-- REQUESTS --
**1.** Restate everything from "Stivers continued pushing" down to "Gov. Andy Beshear." in the Kentucky redistricting article, substituting "mid-January" for "early January".
**2.** Work out how many lines of the entries contain the word "dark", and give only that number.

-- PASSAGE PROVIDED --

----

GOP state lawmakers eye wrapping up redistricting ‘soon,’
What happens to lone Democratic congressional district in spotlight
FRANKFORT, Ky. (AP) — Republican lawmakers hope to wrap up work “relatively soon” on a plan to redraw congressional and legislative boundaries in Kentucky, House Speaker David Osborne said Wednesday.
Their supermajority status in the General Assembly puts Republicans in full control of the once-a-decade redistricting process. But their lopsided majorities also could create complications, due to population losses in many rural counties represented by GOP lawmakers.
Neither Osborne nor Senate President Robert Stivers offered glimpses into how the state’s congressional and legislative districts will be reconfigured.
“We’ve had multiple meetings with members, with the minority (Democrats) and continue to work on a map that we hope to have completed relatively soon,” Osborne told reporters.
Stivers continued pushing for a special legislative session on redistricting yet this year to keep it from being a distraction when the 2022 session convenes in early January. The decision on whether to call lawmakers into a special session is up to Democratic Gov. Andy Beshear.

----

-- RECORDS PROVIDED --
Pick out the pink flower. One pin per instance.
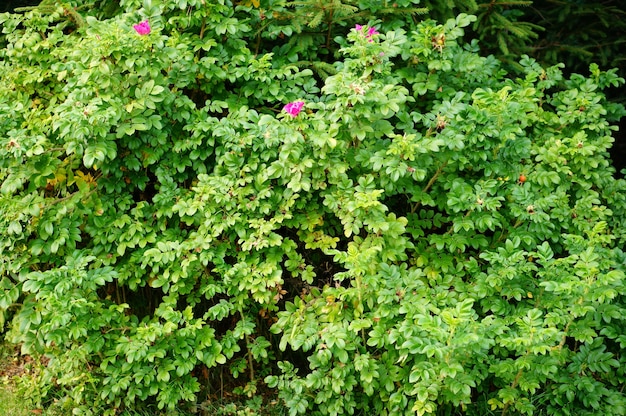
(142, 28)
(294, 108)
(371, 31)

----

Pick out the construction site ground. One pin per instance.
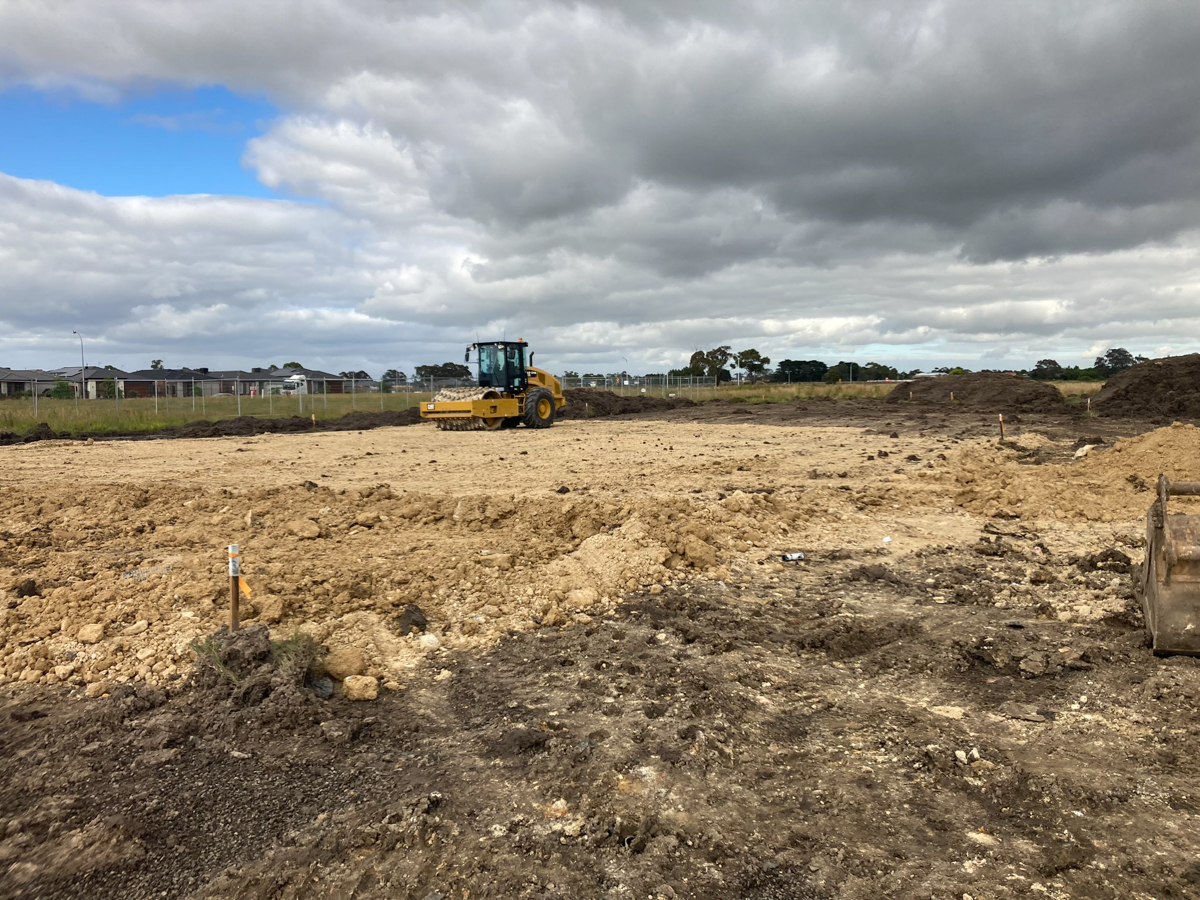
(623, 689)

----

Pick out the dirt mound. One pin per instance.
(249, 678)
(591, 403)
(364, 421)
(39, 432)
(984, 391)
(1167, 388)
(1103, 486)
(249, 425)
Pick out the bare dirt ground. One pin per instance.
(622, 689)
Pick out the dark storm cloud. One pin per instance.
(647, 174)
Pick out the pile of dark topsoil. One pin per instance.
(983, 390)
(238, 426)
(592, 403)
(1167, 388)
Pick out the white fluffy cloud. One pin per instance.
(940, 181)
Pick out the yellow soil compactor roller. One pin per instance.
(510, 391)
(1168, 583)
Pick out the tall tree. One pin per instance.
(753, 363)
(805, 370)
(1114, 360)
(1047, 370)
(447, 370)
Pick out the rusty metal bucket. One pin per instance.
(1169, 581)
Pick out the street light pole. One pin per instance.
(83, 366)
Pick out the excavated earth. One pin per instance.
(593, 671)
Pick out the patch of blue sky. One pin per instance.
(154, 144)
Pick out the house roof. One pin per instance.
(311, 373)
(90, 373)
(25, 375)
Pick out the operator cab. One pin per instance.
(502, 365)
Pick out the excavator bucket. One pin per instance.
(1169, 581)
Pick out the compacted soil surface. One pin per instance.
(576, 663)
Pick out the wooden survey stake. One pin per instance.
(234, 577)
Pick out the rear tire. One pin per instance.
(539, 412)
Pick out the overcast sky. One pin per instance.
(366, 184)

----

-- SOLVED PROBLEMS --
**1.**
Stivers continued pushing for a special legislative session on redistricting yet this year to keep it from being a distraction when the 2022 session convenes in mid-January. The decision on whether to call lawmakers into a special session is up to Democratic Gov. Andy Beshear.

**2.** 2